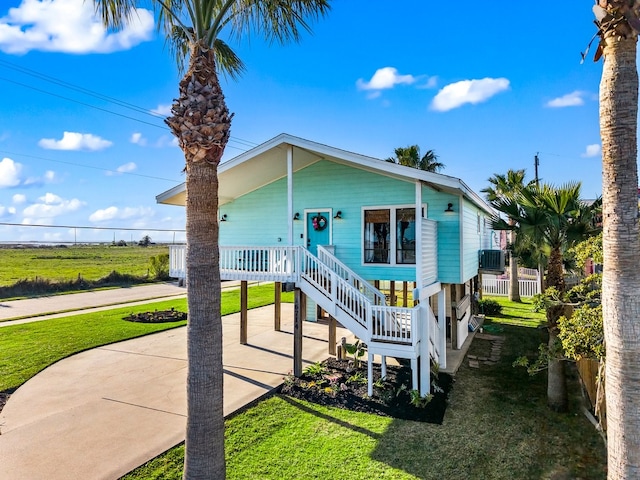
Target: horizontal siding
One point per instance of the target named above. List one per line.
(471, 240)
(448, 232)
(323, 185)
(269, 206)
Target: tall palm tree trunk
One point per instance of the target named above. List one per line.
(621, 249)
(514, 283)
(557, 397)
(202, 129)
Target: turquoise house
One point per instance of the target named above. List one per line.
(351, 232)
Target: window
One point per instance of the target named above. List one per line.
(377, 225)
(386, 245)
(406, 235)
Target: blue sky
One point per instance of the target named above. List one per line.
(486, 86)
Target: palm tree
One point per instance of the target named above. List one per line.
(410, 157)
(553, 220)
(618, 22)
(506, 187)
(201, 122)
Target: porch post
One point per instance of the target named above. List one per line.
(243, 312)
(290, 193)
(405, 293)
(454, 316)
(442, 323)
(299, 311)
(277, 302)
(332, 335)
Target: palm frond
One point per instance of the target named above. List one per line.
(278, 21)
(115, 13)
(227, 61)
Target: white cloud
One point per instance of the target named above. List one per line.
(573, 99)
(69, 26)
(457, 94)
(127, 167)
(115, 213)
(7, 211)
(164, 110)
(384, 78)
(138, 139)
(50, 176)
(593, 150)
(10, 173)
(49, 206)
(431, 82)
(75, 141)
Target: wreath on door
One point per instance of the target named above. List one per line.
(319, 222)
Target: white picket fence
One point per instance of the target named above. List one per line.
(492, 285)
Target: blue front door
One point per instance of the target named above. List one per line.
(318, 229)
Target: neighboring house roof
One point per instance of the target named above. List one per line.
(267, 163)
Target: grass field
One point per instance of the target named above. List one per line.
(67, 262)
(497, 426)
(30, 347)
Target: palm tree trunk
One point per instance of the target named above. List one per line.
(514, 284)
(621, 250)
(557, 398)
(201, 122)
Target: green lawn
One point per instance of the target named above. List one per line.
(65, 263)
(497, 426)
(30, 347)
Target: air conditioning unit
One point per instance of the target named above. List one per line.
(492, 260)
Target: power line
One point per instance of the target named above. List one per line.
(86, 91)
(82, 227)
(88, 166)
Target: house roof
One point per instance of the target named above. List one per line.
(267, 163)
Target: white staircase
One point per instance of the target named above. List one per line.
(401, 332)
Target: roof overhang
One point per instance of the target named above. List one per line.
(267, 163)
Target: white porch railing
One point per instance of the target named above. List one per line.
(492, 285)
(397, 331)
(178, 261)
(344, 272)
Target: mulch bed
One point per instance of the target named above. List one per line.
(157, 316)
(344, 386)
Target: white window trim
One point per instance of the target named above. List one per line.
(393, 240)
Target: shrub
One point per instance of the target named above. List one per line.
(489, 306)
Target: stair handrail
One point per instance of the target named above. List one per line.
(355, 280)
(341, 292)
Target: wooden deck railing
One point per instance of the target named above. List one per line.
(341, 287)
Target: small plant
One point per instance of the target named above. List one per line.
(315, 370)
(380, 383)
(418, 400)
(539, 302)
(489, 306)
(357, 377)
(289, 379)
(357, 350)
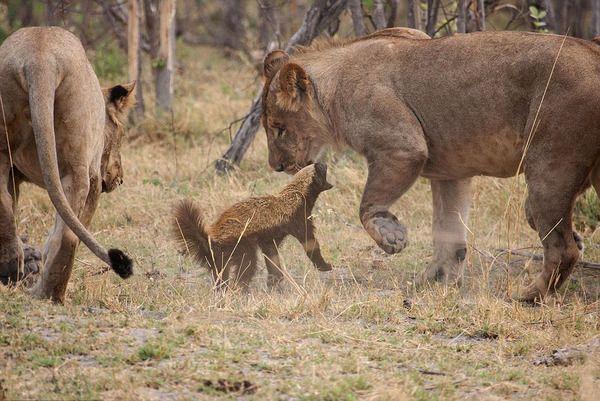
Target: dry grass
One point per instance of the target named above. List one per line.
(362, 332)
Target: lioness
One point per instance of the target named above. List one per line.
(60, 132)
(448, 109)
(234, 239)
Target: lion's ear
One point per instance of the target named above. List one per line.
(273, 63)
(294, 83)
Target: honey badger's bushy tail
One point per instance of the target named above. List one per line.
(189, 229)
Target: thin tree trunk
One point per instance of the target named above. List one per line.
(317, 18)
(481, 15)
(595, 18)
(576, 18)
(166, 56)
(561, 17)
(51, 12)
(422, 15)
(432, 10)
(358, 22)
(379, 14)
(551, 16)
(134, 53)
(393, 13)
(269, 31)
(233, 29)
(411, 20)
(461, 17)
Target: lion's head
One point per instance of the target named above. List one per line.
(119, 100)
(295, 124)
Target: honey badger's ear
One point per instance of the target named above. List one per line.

§ **Task item**: A single number is the whole answer here: the number of lines in the data that include "honey".

§ **Expected answer**: 2